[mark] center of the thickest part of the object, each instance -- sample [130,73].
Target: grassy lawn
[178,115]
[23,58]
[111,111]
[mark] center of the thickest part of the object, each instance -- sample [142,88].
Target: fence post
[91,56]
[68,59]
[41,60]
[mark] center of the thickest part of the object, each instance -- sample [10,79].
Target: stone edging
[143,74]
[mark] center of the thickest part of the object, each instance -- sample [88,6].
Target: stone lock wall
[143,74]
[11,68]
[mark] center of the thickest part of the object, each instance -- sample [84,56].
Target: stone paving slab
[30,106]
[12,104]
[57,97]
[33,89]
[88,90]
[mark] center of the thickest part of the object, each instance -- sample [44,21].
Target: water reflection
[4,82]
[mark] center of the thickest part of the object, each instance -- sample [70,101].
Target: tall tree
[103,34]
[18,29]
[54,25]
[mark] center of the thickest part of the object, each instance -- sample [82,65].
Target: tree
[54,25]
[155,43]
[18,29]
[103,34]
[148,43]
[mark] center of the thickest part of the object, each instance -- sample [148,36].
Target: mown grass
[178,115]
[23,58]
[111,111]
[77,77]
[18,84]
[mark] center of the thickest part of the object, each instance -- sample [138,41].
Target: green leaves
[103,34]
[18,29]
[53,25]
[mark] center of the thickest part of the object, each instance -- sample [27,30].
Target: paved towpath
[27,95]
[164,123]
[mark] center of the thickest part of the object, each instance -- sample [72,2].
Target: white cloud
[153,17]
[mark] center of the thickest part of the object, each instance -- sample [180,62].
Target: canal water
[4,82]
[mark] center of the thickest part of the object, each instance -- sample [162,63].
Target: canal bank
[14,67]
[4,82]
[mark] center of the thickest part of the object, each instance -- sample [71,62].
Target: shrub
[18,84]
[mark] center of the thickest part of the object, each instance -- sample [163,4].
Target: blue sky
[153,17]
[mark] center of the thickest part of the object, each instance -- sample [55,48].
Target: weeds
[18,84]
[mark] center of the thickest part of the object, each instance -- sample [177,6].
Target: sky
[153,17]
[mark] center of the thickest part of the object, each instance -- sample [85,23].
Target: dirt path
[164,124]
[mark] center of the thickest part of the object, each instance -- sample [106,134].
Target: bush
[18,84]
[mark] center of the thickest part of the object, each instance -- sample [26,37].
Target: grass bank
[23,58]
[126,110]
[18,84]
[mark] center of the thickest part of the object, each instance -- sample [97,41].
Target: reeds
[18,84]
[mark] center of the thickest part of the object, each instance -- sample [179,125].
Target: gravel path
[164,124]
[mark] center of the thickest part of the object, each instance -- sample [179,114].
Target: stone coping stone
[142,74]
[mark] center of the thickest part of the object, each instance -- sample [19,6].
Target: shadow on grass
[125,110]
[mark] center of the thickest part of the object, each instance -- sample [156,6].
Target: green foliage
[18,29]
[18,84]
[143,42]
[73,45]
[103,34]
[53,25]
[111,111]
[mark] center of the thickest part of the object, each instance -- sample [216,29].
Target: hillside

==================================================

Required work >> Whatever the entries above contain, reproduce all of them exactly.

Task answer >>
[mark] center of the thickest part of the object, each instance -- sample [130,73].
Target: grassy lawn
[178,115]
[23,58]
[111,111]
[mark] center of the thickest part of the object, each instance -- sample [142,88].
Target: fence post
[91,56]
[68,59]
[41,60]
[mark] center of the thickest part of the object, each instance -- sample [10,79].
Target: stone edging
[143,74]
[mark] center of the thickest part of the object, each instance -- sample [88,6].
Target: stone lock wall
[143,74]
[11,68]
[mark] center of the thickest part of the object, each instance -- sample [84,56].
Target: stone paving slab
[30,106]
[12,104]
[57,97]
[33,89]
[88,90]
[mark] center of the thickest part of the object, each instance -- sample [44,21].
Target: water reflection
[4,82]
[mark] center of the thickest part of the object, each instance -- sample [70,101].
Target: tall tree
[103,34]
[18,29]
[54,25]
[mark] center of the thickest part of the object, each instance -- sample [82,65].
Target: tree
[54,25]
[155,43]
[18,29]
[103,34]
[148,43]
[mark] center of the thickest part of the object, each instance -- sample [148,36].
Target: mown grass
[178,115]
[23,58]
[111,111]
[77,77]
[18,84]
[mark] center of the thickest part of the object, each instance -- sample [138,41].
Target: green leaves
[103,34]
[18,29]
[53,25]
[mark] center of the thickest part of the object, each instance -- sample [27,30].
Target: paved towpath
[27,95]
[164,123]
[mark] center of the thickest part of the object, each instance -- sample [72,2].
Target: white cloud
[153,17]
[mark] center of the thickest part of the object, each instance -- sample [180,62].
Target: canal water
[4,82]
[mark] center of the thickest part of the object, each instance -- sample [162,63].
Target: canal bank
[14,67]
[4,82]
[mark] center of the thickest part of the object, each instance -- sample [71,62].
Target: shrub
[18,84]
[mark] center of the thickest part of the object, each instance -- sample [163,4].
Target: blue sky
[153,17]
[mark] center of the thickest part of the object, each instance -- sample [55,48].
Target: weeds
[18,84]
[mark] center of the thickest part of the object, each instance -- sample [177,6].
Target: sky
[153,17]
[mark] center of the thickest part of the object, each instance -- sample [85,23].
Target: dirt path
[164,124]
[mark] center of the thickest part of the object, each instance -- sample [106,134].
Target: bush
[18,84]
[mark] center of the thickest part of the object, each instance -- sample [26,37].
Target: grass bank
[23,58]
[126,110]
[18,84]
[mark] center of the thickest part of the object, each instance -- sample [97,41].
Target: reeds
[18,84]
[mark] center of the thickest part of the object, each instance -- sample [179,125].
Target: gravel path
[164,124]
[mark] center of the thickest part of the object, each instance -- sample [179,114].
Target: stone coping stone
[142,74]
[mark] center of the thickest part of the object, each instance -- sample [19,6].
Target: shadow on grass
[125,110]
[mark] center of the thickest part of the object, each instance -- sample [156,6].
Target: green foliage
[18,29]
[18,84]
[143,42]
[73,45]
[103,34]
[53,25]
[111,111]
[mark] center of the thickest part of the object, each instance -- sample [216,29].
Target: hillside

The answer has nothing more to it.